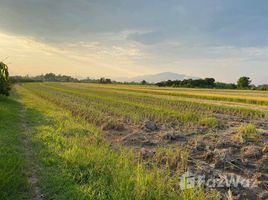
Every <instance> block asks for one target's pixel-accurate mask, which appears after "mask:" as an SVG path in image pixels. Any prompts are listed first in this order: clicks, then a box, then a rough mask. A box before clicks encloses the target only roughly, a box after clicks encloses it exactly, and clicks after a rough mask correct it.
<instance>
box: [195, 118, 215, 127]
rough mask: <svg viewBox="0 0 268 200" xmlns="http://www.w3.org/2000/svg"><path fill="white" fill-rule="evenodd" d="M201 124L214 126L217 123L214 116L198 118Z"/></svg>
mask: <svg viewBox="0 0 268 200" xmlns="http://www.w3.org/2000/svg"><path fill="white" fill-rule="evenodd" d="M199 124H200V125H201V126H207V127H215V126H217V125H218V124H219V122H218V120H217V119H216V118H215V117H203V118H201V119H200V120H199Z"/></svg>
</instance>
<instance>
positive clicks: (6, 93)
mask: <svg viewBox="0 0 268 200" xmlns="http://www.w3.org/2000/svg"><path fill="white" fill-rule="evenodd" d="M10 89H11V87H10V82H9V73H8V66H7V65H6V64H5V63H3V62H0V95H5V96H9V91H10Z"/></svg>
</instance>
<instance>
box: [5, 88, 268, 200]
mask: <svg viewBox="0 0 268 200" xmlns="http://www.w3.org/2000/svg"><path fill="white" fill-rule="evenodd" d="M15 89H16V94H13V99H15V100H16V101H19V102H20V103H21V107H25V108H27V110H26V111H24V112H26V113H24V115H25V117H24V118H27V115H28V119H24V120H23V121H24V122H23V123H24V124H25V123H26V125H27V126H29V127H28V128H27V129H28V130H29V133H28V135H27V136H28V137H29V138H28V140H29V141H31V142H30V143H31V144H32V145H33V147H31V151H35V158H31V159H35V161H34V162H36V164H35V166H36V165H37V166H39V168H40V169H39V170H40V171H39V172H38V167H35V170H37V172H36V174H37V175H35V176H38V177H39V180H40V181H39V182H38V188H39V189H40V192H39V193H40V194H42V195H44V197H48V198H47V199H60V198H64V194H62V193H61V194H59V193H58V192H57V191H58V190H61V191H68V189H70V188H71V189H70V190H69V193H68V194H69V195H73V196H77V195H78V196H79V197H81V199H83V198H85V199H91V198H92V199H94V198H96V197H100V198H99V199H102V198H104V199H105V198H110V199H120V198H121V199H124V198H126V197H129V198H130V199H166V198H168V199H228V198H232V199H266V198H267V197H268V195H267V193H268V182H267V181H268V168H267V167H268V153H267V152H268V151H267V145H268V93H267V92H261V91H247V90H245V91H243V90H213V89H212V90H209V89H181V88H180V89H174V88H158V87H154V86H130V85H99V84H80V83H27V84H20V85H16V87H15ZM1 109H2V108H1ZM27 113H28V114H27ZM40 113H41V114H42V115H40ZM25 120H26V122H25ZM27 120H28V124H27ZM24 126H25V125H24ZM24 129H25V128H24ZM100 144H101V146H100ZM31 157H33V156H31ZM98 158H100V160H99V161H98ZM130 166H131V167H130ZM94 170H95V171H94ZM185 172H191V173H192V174H195V175H201V176H205V177H206V179H213V180H215V179H220V178H221V177H230V176H237V177H241V178H243V179H245V180H248V181H249V182H250V183H252V184H253V183H254V187H243V186H242V185H239V186H237V187H235V186H234V185H230V186H225V187H217V186H214V187H213V186H206V185H204V186H201V187H198V186H196V187H194V188H191V189H187V190H182V188H180V185H179V184H180V178H181V176H182V175H183V174H184V173H185ZM98 173H101V174H98ZM57 174H59V176H57ZM92 180H94V181H95V182H94V183H92ZM53 181H54V182H53ZM55 181H56V182H57V183H59V184H58V185H57V186H55V187H53V188H52V187H51V185H53V183H55ZM63 182H66V183H67V186H66V185H65V186H63V185H61V184H62V183H63ZM108 185H109V186H108ZM36 187H37V186H36ZM101 188H102V189H101ZM114 190H115V191H114ZM123 190H124V191H125V190H126V192H123ZM196 197H198V198H196Z"/></svg>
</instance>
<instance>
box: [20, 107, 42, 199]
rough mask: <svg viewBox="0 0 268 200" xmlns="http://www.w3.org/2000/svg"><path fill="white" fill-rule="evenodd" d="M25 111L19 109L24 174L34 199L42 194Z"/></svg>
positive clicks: (25, 109) (36, 197)
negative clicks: (20, 127) (27, 123)
mask: <svg viewBox="0 0 268 200" xmlns="http://www.w3.org/2000/svg"><path fill="white" fill-rule="evenodd" d="M25 113H26V108H22V109H21V124H22V128H23V133H24V134H23V138H22V142H23V147H24V153H25V158H26V165H27V167H26V172H25V173H26V175H27V178H28V183H29V185H30V188H31V192H32V195H33V199H34V200H43V199H44V195H43V194H42V192H41V188H40V187H39V182H40V181H39V178H38V176H37V171H38V167H37V165H36V164H35V162H34V153H33V150H32V143H31V139H30V138H29V135H28V134H29V128H28V125H27V122H26V121H25Z"/></svg>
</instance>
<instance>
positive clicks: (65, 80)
mask: <svg viewBox="0 0 268 200" xmlns="http://www.w3.org/2000/svg"><path fill="white" fill-rule="evenodd" d="M25 82H77V83H78V82H79V83H100V84H112V83H117V84H140V85H149V84H150V85H154V84H151V83H148V82H146V81H145V80H143V81H141V82H139V83H137V82H116V81H112V80H111V79H110V78H105V77H102V78H100V79H90V78H86V79H82V80H79V79H77V78H73V77H71V76H66V75H56V74H54V73H47V74H45V75H39V76H33V77H30V76H12V77H9V72H8V66H7V65H6V64H5V63H3V62H0V95H5V96H8V95H9V91H10V89H11V84H12V83H25ZM251 82H252V81H251V79H250V78H249V77H246V76H243V77H240V78H239V79H238V81H237V83H236V84H234V83H222V82H216V81H215V79H214V78H205V79H185V80H173V81H172V80H168V81H161V82H158V83H156V84H155V85H157V86H159V87H183V88H216V89H253V90H268V85H259V86H255V85H252V84H251Z"/></svg>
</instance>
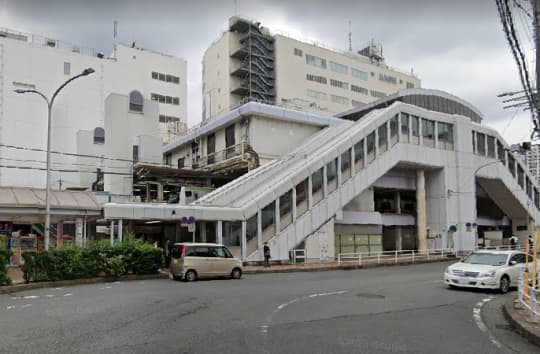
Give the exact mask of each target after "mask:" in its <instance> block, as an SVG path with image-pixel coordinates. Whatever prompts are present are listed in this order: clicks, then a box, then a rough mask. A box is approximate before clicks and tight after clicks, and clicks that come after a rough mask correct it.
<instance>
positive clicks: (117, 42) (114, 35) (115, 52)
mask: <svg viewBox="0 0 540 354" xmlns="http://www.w3.org/2000/svg"><path fill="white" fill-rule="evenodd" d="M117 37H118V21H116V20H114V36H113V38H114V59H116V49H117V47H118V38H117Z"/></svg>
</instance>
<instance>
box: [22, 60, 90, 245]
mask: <svg viewBox="0 0 540 354" xmlns="http://www.w3.org/2000/svg"><path fill="white" fill-rule="evenodd" d="M94 71H95V70H94V69H92V68H87V69H84V70H83V72H82V73H80V74H79V75H75V76H73V77H72V78H71V79H69V80H67V81H66V82H64V83H63V84H62V85H60V87H59V88H58V89H57V90H56V91H55V92H54V94H53V95H52V97H51V99H50V100H49V99H47V97H46V96H45V95H44V94H43V93H41V92H39V91H37V90H21V89H17V90H14V91H15V92H16V93H19V94H23V93H35V94H36V95H39V96H41V97H42V98H43V99H44V100H45V102H47V110H48V114H47V185H46V189H45V250H46V251H47V250H49V235H50V228H51V202H50V197H49V194H50V193H51V140H52V129H51V118H52V106H53V104H54V100H55V98H56V96H57V95H58V93H59V92H60V91H61V90H62V89H63V88H64V87H66V86H67V84H69V83H70V82H71V81H73V80H75V79H78V78H80V77H83V76H88V75H90V74H92V73H93V72H94Z"/></svg>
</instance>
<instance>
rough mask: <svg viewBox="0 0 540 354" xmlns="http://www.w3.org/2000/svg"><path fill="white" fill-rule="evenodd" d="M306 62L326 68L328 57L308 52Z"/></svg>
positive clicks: (314, 65)
mask: <svg viewBox="0 0 540 354" xmlns="http://www.w3.org/2000/svg"><path fill="white" fill-rule="evenodd" d="M306 63H307V64H309V65H313V66H316V67H318V68H322V69H326V59H323V58H319V57H316V56H314V55H309V54H306Z"/></svg>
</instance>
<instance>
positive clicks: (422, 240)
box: [416, 169, 427, 251]
mask: <svg viewBox="0 0 540 354" xmlns="http://www.w3.org/2000/svg"><path fill="white" fill-rule="evenodd" d="M416 230H417V231H416V233H417V241H418V242H417V245H418V250H419V251H425V250H426V249H427V212H426V178H425V175H424V170H422V169H419V170H416Z"/></svg>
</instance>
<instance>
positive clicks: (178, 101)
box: [150, 93, 180, 106]
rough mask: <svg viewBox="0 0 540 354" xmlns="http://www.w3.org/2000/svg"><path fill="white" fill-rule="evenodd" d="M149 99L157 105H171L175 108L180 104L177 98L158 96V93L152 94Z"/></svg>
mask: <svg viewBox="0 0 540 354" xmlns="http://www.w3.org/2000/svg"><path fill="white" fill-rule="evenodd" d="M150 97H151V98H152V100H153V101H158V102H159V103H167V104H172V105H175V106H178V105H179V104H180V98H179V97H171V96H165V95H160V94H158V93H152V94H151V95H150Z"/></svg>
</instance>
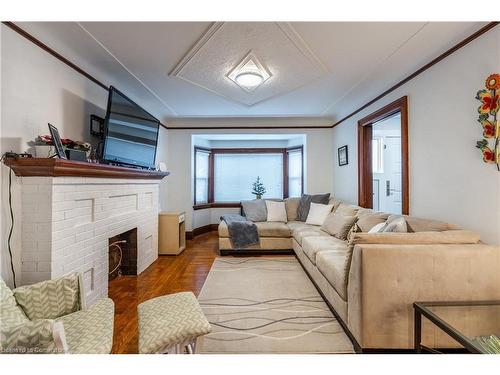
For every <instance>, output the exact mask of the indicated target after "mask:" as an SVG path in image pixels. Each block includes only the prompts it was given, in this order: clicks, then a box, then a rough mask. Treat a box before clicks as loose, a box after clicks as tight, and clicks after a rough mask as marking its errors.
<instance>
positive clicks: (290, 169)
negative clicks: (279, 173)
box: [288, 150, 302, 197]
mask: <svg viewBox="0 0 500 375" xmlns="http://www.w3.org/2000/svg"><path fill="white" fill-rule="evenodd" d="M288 196H289V197H300V196H302V150H291V151H288Z"/></svg>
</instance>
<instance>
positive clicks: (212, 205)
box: [193, 202, 241, 211]
mask: <svg viewBox="0 0 500 375" xmlns="http://www.w3.org/2000/svg"><path fill="white" fill-rule="evenodd" d="M239 207H241V203H240V202H219V203H217V202H214V203H203V204H195V205H193V210H195V211H196V210H204V209H207V208H239Z"/></svg>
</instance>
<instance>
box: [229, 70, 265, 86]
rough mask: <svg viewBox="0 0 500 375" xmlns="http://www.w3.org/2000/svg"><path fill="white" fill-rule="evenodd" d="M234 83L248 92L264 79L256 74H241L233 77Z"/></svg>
mask: <svg viewBox="0 0 500 375" xmlns="http://www.w3.org/2000/svg"><path fill="white" fill-rule="evenodd" d="M235 81H236V83H237V84H238V85H240V86H243V87H244V88H246V89H248V90H253V89H255V88H257V87H258V86H260V85H261V84H262V82H264V77H262V75H261V74H259V73H257V72H243V73H239V74H238V75H237V76H236V77H235Z"/></svg>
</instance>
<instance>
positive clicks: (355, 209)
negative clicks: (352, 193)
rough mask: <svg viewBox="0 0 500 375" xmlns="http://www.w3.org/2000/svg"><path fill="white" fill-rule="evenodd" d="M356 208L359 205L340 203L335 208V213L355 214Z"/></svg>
mask: <svg viewBox="0 0 500 375" xmlns="http://www.w3.org/2000/svg"><path fill="white" fill-rule="evenodd" d="M358 210H359V207H356V206H351V205H350V204H346V203H341V204H340V205H339V206H338V207H337V209H336V210H335V213H336V214H339V215H344V216H356V214H357V213H358Z"/></svg>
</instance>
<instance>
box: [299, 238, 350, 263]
mask: <svg viewBox="0 0 500 375" xmlns="http://www.w3.org/2000/svg"><path fill="white" fill-rule="evenodd" d="M345 248H347V244H346V242H344V241H342V240H339V239H338V238H335V237H332V236H327V237H325V236H323V237H305V238H304V239H303V240H302V251H303V252H304V254H306V256H307V257H308V258H309V260H310V261H311V263H312V264H316V257H317V254H318V253H320V252H322V251H330V250H336V249H342V250H344V249H345Z"/></svg>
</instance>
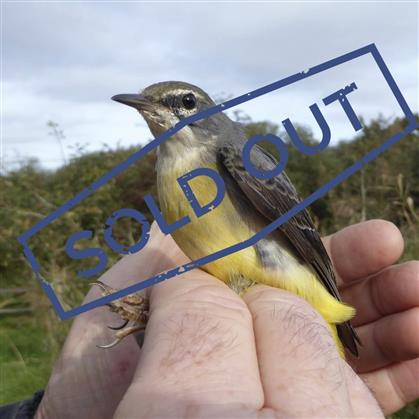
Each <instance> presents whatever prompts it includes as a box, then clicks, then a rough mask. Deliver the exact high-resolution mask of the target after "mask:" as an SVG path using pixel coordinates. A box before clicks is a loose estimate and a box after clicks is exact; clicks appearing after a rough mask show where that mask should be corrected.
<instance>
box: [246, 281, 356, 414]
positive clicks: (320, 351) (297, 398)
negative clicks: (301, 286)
mask: <svg viewBox="0 0 419 419" xmlns="http://www.w3.org/2000/svg"><path fill="white" fill-rule="evenodd" d="M244 299H245V301H246V303H247V304H248V306H249V309H250V312H251V313H252V317H253V327H254V333H255V339H256V346H257V354H258V360H259V370H260V377H261V380H262V385H263V389H264V394H265V407H267V408H272V409H274V410H275V411H277V412H278V416H279V417H312V416H313V414H314V413H315V414H316V415H318V416H319V417H331V416H333V417H334V416H335V415H336V416H337V417H350V416H352V415H351V406H350V402H349V397H348V390H347V387H346V378H345V371H344V367H343V360H342V359H341V358H340V356H339V354H338V351H337V348H336V346H335V343H334V341H333V339H332V336H331V334H330V332H329V329H328V327H327V325H326V323H325V322H324V320H323V319H322V317H321V316H320V315H319V314H318V313H317V312H316V311H315V310H314V309H313V308H312V307H311V306H310V305H309V304H308V303H306V302H305V301H304V300H302V299H300V298H298V297H297V296H295V295H293V294H290V293H288V292H286V291H283V290H279V289H275V288H271V287H267V286H261V285H258V286H255V287H252V288H251V289H250V290H249V291H248V292H247V293H246V294H245V296H244ZM307 394H309V395H310V397H307Z"/></svg>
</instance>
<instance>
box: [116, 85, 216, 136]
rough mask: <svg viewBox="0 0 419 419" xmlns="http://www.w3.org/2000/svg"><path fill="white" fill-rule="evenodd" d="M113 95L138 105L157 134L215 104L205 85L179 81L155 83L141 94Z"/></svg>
mask: <svg viewBox="0 0 419 419" xmlns="http://www.w3.org/2000/svg"><path fill="white" fill-rule="evenodd" d="M112 99H113V100H115V101H117V102H120V103H123V104H125V105H128V106H132V107H133V108H135V109H137V110H138V112H139V113H140V114H141V115H142V116H143V117H144V119H145V120H146V122H147V124H148V126H149V128H150V130H151V132H152V133H153V135H154V136H158V135H160V134H162V133H163V132H164V131H166V130H168V129H169V128H171V127H173V126H175V125H176V124H177V123H178V122H179V121H180V120H182V119H183V118H186V117H188V116H191V115H194V114H196V113H198V112H200V111H202V110H204V109H207V108H209V107H211V106H214V105H215V103H214V102H213V100H212V99H211V98H210V97H209V96H208V95H207V94H206V93H205V92H204V91H203V90H202V89H200V88H199V87H197V86H194V85H192V84H189V83H185V82H179V81H166V82H161V83H156V84H152V85H151V86H148V87H147V88H145V89H144V90H142V91H141V92H140V93H138V94H120V95H116V96H113V97H112ZM197 124H199V122H198V123H197Z"/></svg>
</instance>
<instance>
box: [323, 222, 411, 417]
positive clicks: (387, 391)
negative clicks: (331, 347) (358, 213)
mask: <svg viewBox="0 0 419 419" xmlns="http://www.w3.org/2000/svg"><path fill="white" fill-rule="evenodd" d="M324 243H325V245H326V248H327V250H328V253H329V255H331V258H332V260H333V263H334V267H335V271H336V272H337V276H338V285H339V288H340V293H341V296H342V298H343V300H344V301H345V302H347V303H348V304H350V305H352V306H354V307H355V308H356V313H357V314H356V316H355V318H354V319H353V320H352V324H353V325H354V326H355V329H356V331H357V333H358V335H359V336H360V338H361V342H362V346H361V347H360V354H359V358H358V359H355V358H354V357H352V356H351V354H349V353H348V358H347V360H348V362H349V364H350V365H351V366H352V367H353V368H354V370H355V371H356V372H357V373H358V374H359V375H360V377H361V378H362V379H363V380H364V381H365V382H366V384H367V385H368V387H369V388H370V389H371V391H372V392H373V394H374V396H375V398H376V399H377V400H378V402H379V404H380V406H381V408H382V409H383V411H384V413H385V415H389V414H391V413H393V412H395V411H397V410H399V409H401V408H402V407H403V406H405V405H406V404H407V403H409V402H411V401H413V400H416V399H417V398H419V378H418V377H419V333H418V331H419V261H418V260H415V261H409V262H405V263H402V264H399V265H392V264H393V263H395V262H396V261H397V260H398V259H399V257H400V255H401V254H402V252H403V246H404V243H403V238H402V236H401V234H400V231H399V230H398V229H397V228H396V227H395V226H394V225H393V224H392V223H389V222H386V221H383V220H371V221H368V222H364V223H360V224H357V225H353V226H350V227H347V228H345V229H343V230H341V231H339V232H338V233H336V234H334V235H332V236H329V237H326V238H325V239H324Z"/></svg>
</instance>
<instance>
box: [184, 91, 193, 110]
mask: <svg viewBox="0 0 419 419" xmlns="http://www.w3.org/2000/svg"><path fill="white" fill-rule="evenodd" d="M182 103H183V106H184V107H185V108H186V109H193V108H194V107H195V106H196V97H195V95H194V94H193V93H187V94H186V95H184V96H183V97H182Z"/></svg>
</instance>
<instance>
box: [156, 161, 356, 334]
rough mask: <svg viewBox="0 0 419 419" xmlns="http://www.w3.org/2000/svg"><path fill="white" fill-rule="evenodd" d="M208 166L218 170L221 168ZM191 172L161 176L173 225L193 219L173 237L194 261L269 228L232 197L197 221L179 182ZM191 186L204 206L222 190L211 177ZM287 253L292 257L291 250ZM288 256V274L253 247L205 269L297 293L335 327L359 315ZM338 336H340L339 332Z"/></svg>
mask: <svg viewBox="0 0 419 419" xmlns="http://www.w3.org/2000/svg"><path fill="white" fill-rule="evenodd" d="M208 167H210V168H212V169H216V167H215V166H213V167H211V166H208ZM189 170H190V169H189ZM187 171H188V168H185V167H183V168H182V172H179V173H177V171H176V170H170V171H166V172H164V173H159V176H158V190H159V200H160V207H161V210H162V213H163V215H164V217H165V219H166V221H167V222H169V223H173V222H175V221H177V220H179V219H180V218H182V217H184V216H185V215H188V216H189V218H190V219H191V222H190V223H189V224H187V225H185V226H183V227H182V228H180V229H178V230H176V231H175V232H174V233H173V234H172V236H173V238H174V240H175V241H176V243H177V244H178V245H179V247H180V248H181V249H182V250H183V251H184V253H185V254H186V255H187V256H188V257H189V258H190V259H192V260H195V259H198V258H201V257H203V256H207V255H209V254H211V253H214V252H216V251H218V250H221V249H224V248H226V247H229V246H232V245H234V244H236V243H239V242H242V241H244V240H247V239H248V238H250V237H252V236H253V235H254V234H255V233H256V232H257V231H260V229H261V228H263V227H264V225H266V221H262V220H264V219H263V218H262V217H261V218H260V220H259V221H258V220H257V218H254V217H253V218H254V219H253V220H252V221H250V220H247V219H243V218H242V216H241V215H240V214H237V211H236V208H235V207H234V205H233V203H232V202H231V200H230V199H229V197H228V195H227V193H226V196H225V197H224V199H223V201H222V203H221V204H220V205H219V206H218V207H216V208H215V209H213V210H212V211H210V212H208V213H207V214H205V215H203V216H201V217H199V218H197V217H196V215H195V214H194V212H193V209H192V208H191V206H190V204H189V202H188V201H187V199H186V198H185V196H184V194H183V191H182V189H181V188H180V186H179V184H178V182H177V178H178V177H179V176H181V175H183V174H184V173H186V172H187ZM189 184H190V186H191V188H192V190H193V192H194V195H195V197H196V198H197V199H198V201H199V203H200V204H201V205H202V206H203V205H205V204H208V203H209V202H211V201H212V200H213V199H214V197H215V196H216V187H215V185H214V183H213V181H212V180H211V179H209V178H207V177H206V176H200V177H197V178H195V179H192V180H191V181H190V182H189ZM232 214H235V216H232ZM255 220H256V221H255ZM250 222H251V223H250ZM284 252H285V253H287V251H286V250H284ZM288 257H289V260H290V263H289V266H288V267H287V269H286V270H283V271H273V270H268V269H266V268H264V267H263V266H262V265H261V263H260V260H259V258H258V255H257V253H256V249H255V248H254V247H253V246H251V247H248V248H246V249H243V250H241V251H239V252H236V253H233V254H231V255H229V256H226V257H224V258H222V259H219V260H217V261H215V262H212V263H210V264H208V265H206V266H204V267H203V269H205V270H206V271H207V272H209V273H211V274H212V275H214V276H215V277H217V278H219V279H220V280H222V281H224V282H226V283H227V284H229V285H230V284H231V282H232V281H234V279H235V278H240V277H244V278H246V279H248V280H249V281H250V282H257V283H262V284H265V285H270V286H273V287H276V288H282V289H285V290H288V291H291V292H293V293H295V294H297V295H299V296H301V297H302V298H304V299H306V300H307V301H308V302H309V303H310V304H311V305H312V306H313V307H314V308H316V309H317V310H318V311H319V312H320V314H322V316H323V317H324V318H325V320H326V321H327V322H328V323H331V324H335V323H342V322H343V321H346V320H348V319H349V318H351V317H352V316H353V315H354V310H353V308H352V307H349V306H346V305H345V304H343V303H341V302H339V301H337V300H336V299H335V298H334V297H333V296H331V295H330V294H329V292H328V291H327V290H326V289H325V288H324V287H323V285H322V284H321V283H320V282H319V280H318V279H317V277H316V276H315V275H314V274H313V272H312V271H311V269H310V268H308V267H307V266H306V265H302V264H300V263H297V262H296V259H295V258H294V256H293V255H292V254H288ZM332 333H333V334H334V335H336V331H335V330H334V327H332ZM337 342H338V341H337Z"/></svg>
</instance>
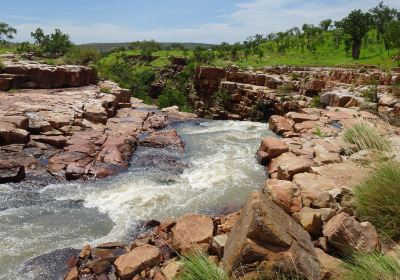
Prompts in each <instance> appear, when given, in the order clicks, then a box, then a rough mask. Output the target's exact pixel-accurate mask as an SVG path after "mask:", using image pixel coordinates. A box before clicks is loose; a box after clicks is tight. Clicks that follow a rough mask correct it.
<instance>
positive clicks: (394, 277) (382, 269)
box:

* [Required action]
Filter the records above for lines containing the word "accurate", and copy those lines.

* [Written solution]
Every <instance> block asks for one target's pixel-accurate mask, which appears after "mask:" as an SVG path in image pixels. Any prompts are listed first in this order: clicks, then a box, then a rough mask. A box before clicks encloses the target only roughly, a box after clicks encloses it exactly, and clicks after a rough mask correct it.
Prompts in each <instance> appear, when given, in the order clicks, then a box, then a rough mask. Output the target's exact pixel-accurate mask as an SVG path after "mask:", using image pixel coordinates. A box before clicks is loose; a box after clicks is tight. Clicks that follow a rough mask correct it.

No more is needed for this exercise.